(Natural language region descriptions)
***

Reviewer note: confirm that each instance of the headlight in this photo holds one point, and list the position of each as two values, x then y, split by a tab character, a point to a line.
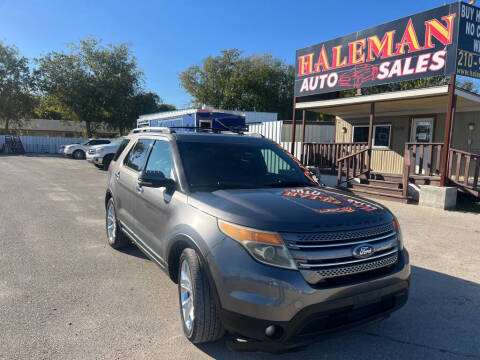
265	247
396	225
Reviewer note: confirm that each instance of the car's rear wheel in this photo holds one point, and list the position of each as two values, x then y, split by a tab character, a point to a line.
78	155
106	161
199	307
115	236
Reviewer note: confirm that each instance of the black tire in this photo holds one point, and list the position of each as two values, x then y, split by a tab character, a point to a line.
116	238
106	161
207	325
78	155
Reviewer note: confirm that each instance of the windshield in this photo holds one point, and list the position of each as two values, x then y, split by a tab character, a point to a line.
117	141
240	166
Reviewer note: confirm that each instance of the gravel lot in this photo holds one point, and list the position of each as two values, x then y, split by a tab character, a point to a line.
65	294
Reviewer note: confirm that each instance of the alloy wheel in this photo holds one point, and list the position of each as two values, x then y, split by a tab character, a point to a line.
186	296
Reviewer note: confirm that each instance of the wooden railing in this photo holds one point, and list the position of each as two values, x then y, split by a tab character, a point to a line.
353	165
423	159
464	169
326	155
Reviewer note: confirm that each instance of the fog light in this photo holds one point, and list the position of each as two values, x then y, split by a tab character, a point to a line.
270	330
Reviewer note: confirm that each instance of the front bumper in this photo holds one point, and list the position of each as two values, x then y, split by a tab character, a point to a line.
254	296
316	321
97	160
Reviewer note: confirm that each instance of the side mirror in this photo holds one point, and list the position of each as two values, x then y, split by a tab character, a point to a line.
155	179
315	171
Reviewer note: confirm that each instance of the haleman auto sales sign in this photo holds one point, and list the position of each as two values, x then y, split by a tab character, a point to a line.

***

Exactly as they stand, the entries must be written out again, pictures excluded.

Reviewer note: confirm that each instance of the headlight in this photo holds one point, and list the position of each as two values, x then y, split by a tab character, a point to a line.
265	247
396	225
Reviewer note: confirm that each instance of the car's rear wheel in this photo holds one point, and list the position of each as two values, x then y, split by a tab character, a point to a line.
78	155
106	161
199	307
115	236
Reviewer note: confirm that each instance of the black tire in this photo holds one point, and list the position of each as two values, x then y, split by a tab character, a point to a line.
116	238
106	161
207	325
78	155
Reviewer note: confirm that each instance of the windshield in this photo holds one point, and list the position of each as two values, x then y, split by a tab character, a point to a line.
117	141
240	166
Reviewer note: confirm that each instance of the gravel lot in this photo holds one point, and list the position of each as two values, x then y, split by a tab character, a point to a line.
65	294
Reviewer note: confirm that each instance of the alloy wheel in this photo holds one point, and list the position of each as two values, x then y, split by a tab character, a point to a line.
186	296
Reviewer note: confirm that each instance of the wooden railing in this photo holds one point, and list the position of each as two values, x then y, split by a tab character, a point to a line.
353	165
423	159
464	169
326	155
Reviewer note: confirm that each instance of the fog light in this photo holds one point, and list the position of each as two values, x then y, split by a tab character, a point to a line.
270	330
Reviewer note: confirm that each instance of the front bumper in this photo holds one point, and list the position of each as two values, x then y, split by a tab character, a point to a line.
254	296
316	321
97	160
Reviewer note: confirm that each instance of the side mirror in this photo holds one point, and list the position of each as two values, x then y, split by a tab character, a point to a line.
155	179
315	171
Reviewer note: confirm that each instance of the haleman auto sales sign in this photo holds one point, and list the position of each as two values, x then y, split by a tab character, a point to a line.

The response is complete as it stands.